• **Activity**:
Copy exactly the run of lines that begins at the line with "locate the cheek" and ends at the final line of the entries.

^^^^

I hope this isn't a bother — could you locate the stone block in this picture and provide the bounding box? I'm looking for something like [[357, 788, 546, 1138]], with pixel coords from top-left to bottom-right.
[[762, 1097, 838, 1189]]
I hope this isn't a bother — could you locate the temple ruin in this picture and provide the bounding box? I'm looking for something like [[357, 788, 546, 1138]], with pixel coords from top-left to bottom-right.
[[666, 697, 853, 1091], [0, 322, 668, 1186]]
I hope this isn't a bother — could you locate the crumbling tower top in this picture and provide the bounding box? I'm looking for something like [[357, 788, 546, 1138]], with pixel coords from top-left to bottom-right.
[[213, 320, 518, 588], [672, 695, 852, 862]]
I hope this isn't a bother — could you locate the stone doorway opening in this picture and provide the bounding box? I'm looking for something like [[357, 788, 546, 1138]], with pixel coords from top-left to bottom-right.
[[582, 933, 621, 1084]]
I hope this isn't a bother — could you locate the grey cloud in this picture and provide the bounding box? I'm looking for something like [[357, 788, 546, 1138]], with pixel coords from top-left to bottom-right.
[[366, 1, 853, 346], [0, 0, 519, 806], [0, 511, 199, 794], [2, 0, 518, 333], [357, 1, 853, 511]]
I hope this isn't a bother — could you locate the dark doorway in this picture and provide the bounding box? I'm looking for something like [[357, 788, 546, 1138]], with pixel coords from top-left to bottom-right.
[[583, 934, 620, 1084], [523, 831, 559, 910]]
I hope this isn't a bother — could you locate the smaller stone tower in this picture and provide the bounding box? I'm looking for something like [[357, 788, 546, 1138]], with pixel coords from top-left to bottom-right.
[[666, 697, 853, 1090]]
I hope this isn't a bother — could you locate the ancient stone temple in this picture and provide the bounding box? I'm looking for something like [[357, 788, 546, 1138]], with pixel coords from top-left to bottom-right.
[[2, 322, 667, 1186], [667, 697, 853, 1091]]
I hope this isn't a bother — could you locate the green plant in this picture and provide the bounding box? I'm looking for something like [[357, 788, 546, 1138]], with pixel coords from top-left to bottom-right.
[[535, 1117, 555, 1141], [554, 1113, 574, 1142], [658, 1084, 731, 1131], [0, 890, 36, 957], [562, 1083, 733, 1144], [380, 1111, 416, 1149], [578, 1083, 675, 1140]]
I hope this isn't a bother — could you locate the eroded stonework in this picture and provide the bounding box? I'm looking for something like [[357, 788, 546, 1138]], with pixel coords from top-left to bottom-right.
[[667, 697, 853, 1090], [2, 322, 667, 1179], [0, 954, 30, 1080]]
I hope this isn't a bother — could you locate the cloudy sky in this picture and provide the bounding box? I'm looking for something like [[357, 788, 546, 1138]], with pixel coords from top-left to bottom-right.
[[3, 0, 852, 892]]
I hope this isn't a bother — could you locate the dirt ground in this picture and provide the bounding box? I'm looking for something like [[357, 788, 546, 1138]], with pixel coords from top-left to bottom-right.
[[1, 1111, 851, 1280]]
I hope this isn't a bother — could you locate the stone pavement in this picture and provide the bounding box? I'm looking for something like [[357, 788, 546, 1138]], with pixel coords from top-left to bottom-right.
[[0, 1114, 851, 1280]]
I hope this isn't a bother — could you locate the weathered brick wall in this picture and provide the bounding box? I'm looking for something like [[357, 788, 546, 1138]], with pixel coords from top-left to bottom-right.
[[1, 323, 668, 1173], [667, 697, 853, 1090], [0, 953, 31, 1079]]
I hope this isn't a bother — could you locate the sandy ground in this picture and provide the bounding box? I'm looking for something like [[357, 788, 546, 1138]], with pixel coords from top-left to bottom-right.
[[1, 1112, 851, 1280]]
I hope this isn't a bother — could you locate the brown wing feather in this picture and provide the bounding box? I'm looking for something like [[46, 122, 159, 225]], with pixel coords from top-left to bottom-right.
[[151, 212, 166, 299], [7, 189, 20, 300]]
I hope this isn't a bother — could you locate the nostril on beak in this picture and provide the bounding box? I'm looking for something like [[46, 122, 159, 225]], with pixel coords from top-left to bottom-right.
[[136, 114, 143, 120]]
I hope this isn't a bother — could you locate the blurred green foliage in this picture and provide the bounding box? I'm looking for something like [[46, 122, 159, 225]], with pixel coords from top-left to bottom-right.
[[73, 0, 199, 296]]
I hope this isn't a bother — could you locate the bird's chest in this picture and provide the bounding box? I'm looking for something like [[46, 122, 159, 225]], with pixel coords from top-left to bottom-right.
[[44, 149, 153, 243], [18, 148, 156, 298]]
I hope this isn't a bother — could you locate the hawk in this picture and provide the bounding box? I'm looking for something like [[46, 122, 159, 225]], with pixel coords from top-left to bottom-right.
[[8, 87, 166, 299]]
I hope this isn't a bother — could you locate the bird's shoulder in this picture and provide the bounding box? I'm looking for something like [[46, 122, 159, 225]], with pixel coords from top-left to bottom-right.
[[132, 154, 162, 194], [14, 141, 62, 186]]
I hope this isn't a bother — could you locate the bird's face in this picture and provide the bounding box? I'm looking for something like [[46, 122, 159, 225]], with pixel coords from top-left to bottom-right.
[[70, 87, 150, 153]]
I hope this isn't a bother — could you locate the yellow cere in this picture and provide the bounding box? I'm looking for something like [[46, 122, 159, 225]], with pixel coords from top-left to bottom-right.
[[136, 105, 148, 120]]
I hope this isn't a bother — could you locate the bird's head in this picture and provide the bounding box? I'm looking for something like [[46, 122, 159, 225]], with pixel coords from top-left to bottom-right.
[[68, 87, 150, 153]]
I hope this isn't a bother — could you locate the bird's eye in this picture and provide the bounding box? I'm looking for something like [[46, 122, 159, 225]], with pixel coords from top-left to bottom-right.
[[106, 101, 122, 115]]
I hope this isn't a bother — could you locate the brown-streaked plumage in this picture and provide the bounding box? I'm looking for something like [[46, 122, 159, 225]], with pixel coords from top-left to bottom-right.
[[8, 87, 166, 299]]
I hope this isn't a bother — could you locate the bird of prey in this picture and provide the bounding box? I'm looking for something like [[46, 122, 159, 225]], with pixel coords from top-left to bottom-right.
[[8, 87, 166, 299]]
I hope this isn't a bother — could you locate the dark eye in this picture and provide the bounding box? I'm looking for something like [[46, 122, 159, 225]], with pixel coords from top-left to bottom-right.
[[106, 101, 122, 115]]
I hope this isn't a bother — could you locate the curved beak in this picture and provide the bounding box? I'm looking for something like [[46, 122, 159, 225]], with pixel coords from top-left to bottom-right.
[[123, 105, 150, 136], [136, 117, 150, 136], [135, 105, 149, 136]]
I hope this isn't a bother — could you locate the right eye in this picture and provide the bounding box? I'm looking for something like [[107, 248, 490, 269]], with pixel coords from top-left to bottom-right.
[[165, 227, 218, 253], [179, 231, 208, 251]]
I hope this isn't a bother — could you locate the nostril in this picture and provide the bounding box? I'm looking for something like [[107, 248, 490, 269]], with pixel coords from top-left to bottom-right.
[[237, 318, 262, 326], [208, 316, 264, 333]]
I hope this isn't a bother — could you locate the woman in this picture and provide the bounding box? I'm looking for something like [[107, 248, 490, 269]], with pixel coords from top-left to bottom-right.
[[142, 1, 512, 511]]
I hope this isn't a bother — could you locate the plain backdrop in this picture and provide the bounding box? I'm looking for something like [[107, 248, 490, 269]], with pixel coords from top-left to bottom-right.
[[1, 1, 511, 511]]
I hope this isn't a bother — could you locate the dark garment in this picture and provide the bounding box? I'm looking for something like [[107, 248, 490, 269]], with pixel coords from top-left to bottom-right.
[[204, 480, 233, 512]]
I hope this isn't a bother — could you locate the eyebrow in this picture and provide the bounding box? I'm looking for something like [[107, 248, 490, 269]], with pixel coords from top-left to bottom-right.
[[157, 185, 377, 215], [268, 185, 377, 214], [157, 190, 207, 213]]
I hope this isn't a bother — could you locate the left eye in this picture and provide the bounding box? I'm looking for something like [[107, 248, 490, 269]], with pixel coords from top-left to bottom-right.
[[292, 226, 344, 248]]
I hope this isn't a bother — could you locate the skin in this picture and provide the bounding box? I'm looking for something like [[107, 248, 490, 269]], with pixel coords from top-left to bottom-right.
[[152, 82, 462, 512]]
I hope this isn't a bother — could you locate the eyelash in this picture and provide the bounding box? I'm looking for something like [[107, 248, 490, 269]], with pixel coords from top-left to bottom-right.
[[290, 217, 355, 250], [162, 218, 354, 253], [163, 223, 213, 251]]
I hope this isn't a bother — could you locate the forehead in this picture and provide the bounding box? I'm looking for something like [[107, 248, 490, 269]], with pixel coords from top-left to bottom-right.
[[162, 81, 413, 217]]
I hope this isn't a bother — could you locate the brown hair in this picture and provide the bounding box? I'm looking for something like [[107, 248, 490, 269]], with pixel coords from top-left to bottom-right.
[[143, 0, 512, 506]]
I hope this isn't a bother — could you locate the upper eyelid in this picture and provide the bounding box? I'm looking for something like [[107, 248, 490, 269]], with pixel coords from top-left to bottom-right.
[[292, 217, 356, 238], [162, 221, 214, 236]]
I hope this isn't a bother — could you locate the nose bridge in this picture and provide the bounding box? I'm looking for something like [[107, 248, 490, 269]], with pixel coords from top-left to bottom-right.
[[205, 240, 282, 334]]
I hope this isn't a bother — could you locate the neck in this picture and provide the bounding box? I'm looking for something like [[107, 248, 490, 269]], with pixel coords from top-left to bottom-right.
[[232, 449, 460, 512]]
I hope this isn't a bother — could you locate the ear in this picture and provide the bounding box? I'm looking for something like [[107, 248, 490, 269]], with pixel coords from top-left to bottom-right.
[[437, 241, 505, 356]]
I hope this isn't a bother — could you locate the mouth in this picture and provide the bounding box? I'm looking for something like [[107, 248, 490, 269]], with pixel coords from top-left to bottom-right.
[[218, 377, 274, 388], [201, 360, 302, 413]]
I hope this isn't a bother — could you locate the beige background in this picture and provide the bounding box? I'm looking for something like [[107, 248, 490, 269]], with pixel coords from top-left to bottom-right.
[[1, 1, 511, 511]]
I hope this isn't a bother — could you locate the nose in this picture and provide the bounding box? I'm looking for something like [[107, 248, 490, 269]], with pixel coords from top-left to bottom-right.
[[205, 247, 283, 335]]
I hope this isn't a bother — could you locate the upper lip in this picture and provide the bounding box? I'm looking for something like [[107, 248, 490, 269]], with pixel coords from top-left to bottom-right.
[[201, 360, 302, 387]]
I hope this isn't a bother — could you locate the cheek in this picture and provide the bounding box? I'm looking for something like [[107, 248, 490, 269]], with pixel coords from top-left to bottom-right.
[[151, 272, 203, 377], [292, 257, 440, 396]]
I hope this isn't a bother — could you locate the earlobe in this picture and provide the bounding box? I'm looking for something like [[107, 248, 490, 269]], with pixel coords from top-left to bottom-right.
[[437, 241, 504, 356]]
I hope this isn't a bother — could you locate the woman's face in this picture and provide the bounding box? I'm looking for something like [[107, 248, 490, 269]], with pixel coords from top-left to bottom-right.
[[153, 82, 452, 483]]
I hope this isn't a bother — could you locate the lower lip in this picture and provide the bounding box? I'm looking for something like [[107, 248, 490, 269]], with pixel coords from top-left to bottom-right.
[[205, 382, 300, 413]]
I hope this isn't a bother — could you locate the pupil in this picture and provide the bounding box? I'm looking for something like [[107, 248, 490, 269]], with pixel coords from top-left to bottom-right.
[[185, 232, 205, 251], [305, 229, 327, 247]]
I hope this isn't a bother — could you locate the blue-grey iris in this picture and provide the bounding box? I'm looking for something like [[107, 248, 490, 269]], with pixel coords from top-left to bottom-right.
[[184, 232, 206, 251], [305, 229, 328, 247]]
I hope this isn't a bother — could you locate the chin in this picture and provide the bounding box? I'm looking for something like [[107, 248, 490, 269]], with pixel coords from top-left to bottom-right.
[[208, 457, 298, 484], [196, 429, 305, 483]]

^^^^

• **Response to the exercise**:
I hope this isn't a bother — could you locate the cheek in this picture and provide the bounding box? I'm looking for something like [[107, 248, 490, 269]], with pixel coords from top-left to bottom-right.
[[151, 272, 203, 377], [292, 257, 440, 396]]
I hope this isn't a bother — could you locate the earlobe in this picture and provide the bounding box? I'm looking for something like [[107, 248, 490, 269]], with pixel coords from top-left to bottom-right.
[[437, 241, 504, 356]]
I hope this isn't a bother — could you locate the woman's face in this picture and provide the bounding box? I'm looking for something like [[107, 248, 490, 269]], with pixel coords from top-left to bottom-right.
[[153, 82, 452, 483]]
I hope this isn't a bother — could you locate the lower lip in this picture and provide the bounding box? I'm looking for something like [[107, 248, 490, 269]], with pixel coords from top-left to bottom-right.
[[205, 382, 300, 413]]
I hope this isn't a bother — could you locate the pupil in this picture and provide the bounding box? I'm looking for something like [[107, 248, 490, 269]], with pixel coords from top-left to bottom-right.
[[185, 232, 205, 251], [305, 229, 327, 247]]
I hope this isn't a bother — could you locate the blue-grey iris in this picture and provide the bounding box? I'm looking for something like [[107, 248, 490, 269]], with pixel coords from top-left to bottom-right.
[[184, 232, 206, 251], [305, 229, 328, 247]]
I hope this isn't a bother — could you locate the chin in this picture and provide the bounding box? I'm looking for something like [[107, 248, 490, 269]], with pixel coords from top-left to bottom-right.
[[208, 457, 298, 484], [196, 429, 305, 483]]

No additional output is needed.